• Material provided
## BEGIN
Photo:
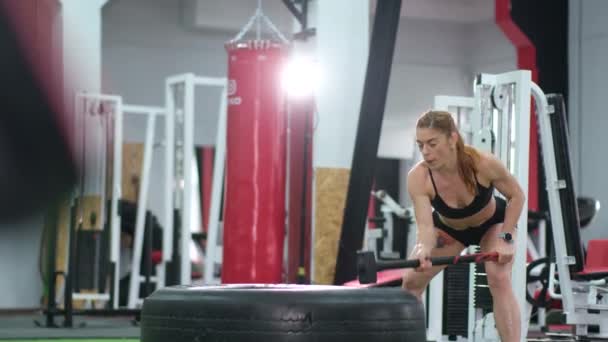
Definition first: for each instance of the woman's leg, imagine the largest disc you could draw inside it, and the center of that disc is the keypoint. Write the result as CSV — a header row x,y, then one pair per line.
x,y
505,306
416,282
## END
Rewrite the records above, swapping "woman's leg" for "woman's arm" and leaving everything else unchanged. Omit the pictures from your version.

Photo:
Definition first: for each instance of the woman's arm, imagine the largest disc you could draw inside it, and the center of that disc is the keypoint. Write the result as CSV — a header row x,y, then one pair per line.
x,y
505,306
416,282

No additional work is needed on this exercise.